Fratelli e sorelle carissimi!

1. Sono sinceramente lieto di incontrarmi oggi con voi, che avete voluto concludere qui a Roma la “grande missione”, con la quale avete celebrato il bicentenario di fondazione della vostra diocesi, avvenuta - come è noto - nel 1779 per opera del mio predecessore Pio VI di venerata memoria.

A tutti il mio commosso ringraziamento per la vostra presenza, così carica di entusiasmo e di affetto.

In questo anno di missione avete approfondito e meditato il ruolo e il significato ecclesiologico, che la diocesi assume sia nell’ambito della vita di tutto il Popolo di Dio, sia in quello dell’esperienza del singolo fedele cristiano. “La diocesi - afferma il Concilio Vaticano II - è una porzione del Popolo di Dio, che è affidata alle cure pastorali del Vescovo coadiuvato dal suo presbiterio, in modo che, aderendo al suo pastore e per mezzo del Vangelo e della santissima eucaristia unita nello Spirito Santo, costituisca una Chiesa particolare, nella quale è veramente presente ed agisce la Chiesa di Cristo, una, santa, cattolica e apostolica” (Christus Dominus, 11).

In queste poche righe c’è una profonda presentazione teologica di quella “Chiesa particolare” che è la diocesi, la quale è “porzione” della Chiesa universale: in essa il Vescovo, i sacerdoti, i fedeli, animati tutti dallo Spirito Santo, hanno nel messaggio evangelico la guida basilare per il loro comportamento e nell’eucaristia il cibo spirituale per il cammino ed il pellegrinaggio, che essi compiono insieme in mezzo alle varie vicende del mondo.

Dati forniti |

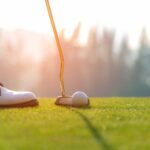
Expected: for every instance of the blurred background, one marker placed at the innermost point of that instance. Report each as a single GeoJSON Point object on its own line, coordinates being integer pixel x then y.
{"type": "Point", "coordinates": [105, 43]}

Cosa fare | Continua il discorso per il bicentenario della diocesi, partendo subito dopo la sua ultima frase.

Risultato |
2. Il cristiano è colui che “crede in Cristo”; crede cioè che Gesù di Nazaret è il Figlio di Dio incarnato; è il Salvatore dell’uomo; è colui che ha donato tutto se stesso per la nostra autentica liberazione; che è morto per i nostri peccati ed è risuscitato per la nostra giustificazione (cf. Rm 4,25). Il primo, fondamentale annuncio del cristianesimo è questo; la prima nostra grande professione di fede è questa. Ecco perché il Vangelo, che di Gesù ci presenta la vita e l’insegnamento, rimane sempre per colui che intende aderire a Cristo il punto costante di riferimento e di orientamento per tutta la vita. È il Vangelo che deve trasformare la nostra mentalità, le nostre tendenze, le nostre inclinazioni, i nostri desideri. Conservare, alimentare, accrescere, proteggere, manifestare la fede è quindi per il cristiano una costante ed ineliminabile esigenza.

Voi, fratelli e sorelle carissimi, siete venuti a Roma per pregare sulle tombe degli apostoli Pietro e Paolo e dei martiri, i quali per rimanere fedeli a Cristo preferirono la morte. Siete venuti, anche, per ricevere dal successore di Pietro incoraggiamento e conforto per la vostra fede, la quale deve esprimersi e realizzarsi spesso in situazioni di particolari difficoltà sia per la diffusione di ideologie che si proclamano o indifferenti o apertamente contrarie a qualsiasi concezione religiosa e, in particolare, cristiana, sia per la crescita continua e preoccupante di comportamenti pratici, in cui dominano l’individualismo, l’egoismo, la ricerca del benessere e del successo terreno a qualsiasi costo.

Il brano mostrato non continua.